Sizing
up 2004
August 2, 2003
This week, on a radio
show, the host asked whether I thought President Bush was headed
for the same fate as his father in the 1992 election. While the
question has been around for a while, I think it deserves a fresh
answer in light of recent developments.
The comparisons are only natural. Both George Bushes lead successful
wars against Iraq, and both enjoyed phenomenal approval ratings
at the time. Bush 41 squandered his 90 percent approval rating
even more dramatically than he acquired it and lost to Bill Clinton
in 1992. Now that Bush 43 appears less than politically invincible
for the first sustained period since the September 11 attacks,
Democrats are salivating with anxious anticipation.
The smart money is
still easily on President Bush for 2004, mainly because a substantial
majority of the electorate trusts him with our national security
at a time when national security is paramount.
Beyond his handling
of the War on Terror and homeland security, and his tax policies
and judicial nominations, he has disappointed conservatives on
more than a handful of significant issues.
Even apart from defense,
he has been a big spender in general, and specifically on Medicare
entitlements and federal education. Democrats would have been
much worse, but we expect better from Republicans in that department.
He applauded the Supreme
Court's disgraceful affirmative action ruling, betrayed free trade
principles and succumbed to political correctness on immigration
policy, which is the one glaringly weak link in his conduct of
the War on Terror. Those who otherwise support him scratch their
heads at his apparent inconsistency here. You don't have to be
a xenophobe to believe that lax immigration policies make us more
vulnerable to terrorism.
He has applied a different
standard toward terrorism directed against Israel and advocates
an independent Palestinian state, though land for peace has done
nothing to curb the Palestinians' appetite for violence against
Jews, and losing this strategic real estate would make Israel
less secure and thus invite a full-scale invasion.
But on domestic policy
there's a major difference between George W. and his dad, who
ran as Ronald Reagan's ideological successor. When Bush 41 reneged
on his "no-new-taxes" pledge, he broke faith with Reagan
orthodoxy, losing incalculable credibility with his base, which
felt double-crossed.
And while many have
compared George W. to Ronald Reagan, he has never claimed to be
an unabashed conservative -- compassionate, maybe, but not unabashed.
He's been somewhat of a paradox from the beginning. To this day
I have difficulty categorizing his views.

AVAILABLE DATA ::

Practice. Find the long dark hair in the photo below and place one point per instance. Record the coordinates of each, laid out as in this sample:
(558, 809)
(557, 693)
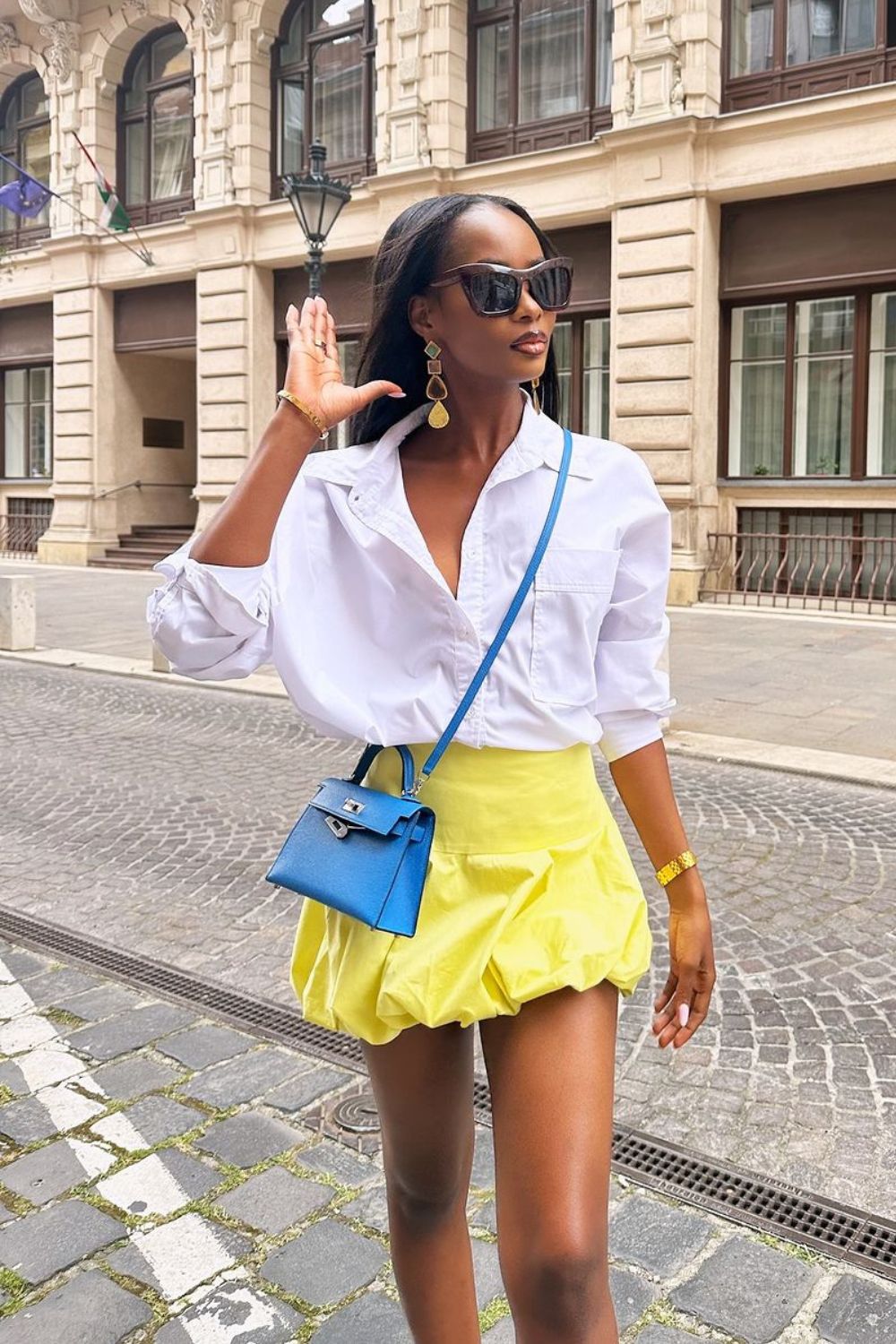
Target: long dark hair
(409, 257)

TASK SET ::
• A. Based on the column on Bush and 2004, does each statement agree with it? (i) A radio host asked whether President Bush was headed for the same fate as his father. (ii) The smart money for 2004 is on the Democrats. (iii) Bush 41 lost to Bill Clinton in 1992.
• B. Repeat the column on Bush and 2004 word for word, from "But on domestic" up to and including "but not unabashed.".
• C. According to the column on Bush and 2004, what approval rating did Bush 41 squander?

RESPONSES ::
• A.
(i) Yes: "the host asked whether I thought President Bush was headed for the same fate as his father in the 1992 election"
(ii) No: "The smart money is still easily on President Bush for 2004"
(iii) Yes: "lost to Bill Clinton in 1992"

• B.
But on domestic policy
there's a major difference between George W. and his dad, who
ran as Ronald Reagan's ideological successor. When Bush 41 reneged
on his "no-new-taxes" pledge, he broke faith with Reagan
orthodoxy, losing incalculable credibility with his base, which
felt double-crossed.
And while many have
compared George W. to Ronald Reagan, he has never claimed to be
an unabashed conservative -- compassionate, maybe, but not unabashed.

• C. 90 percent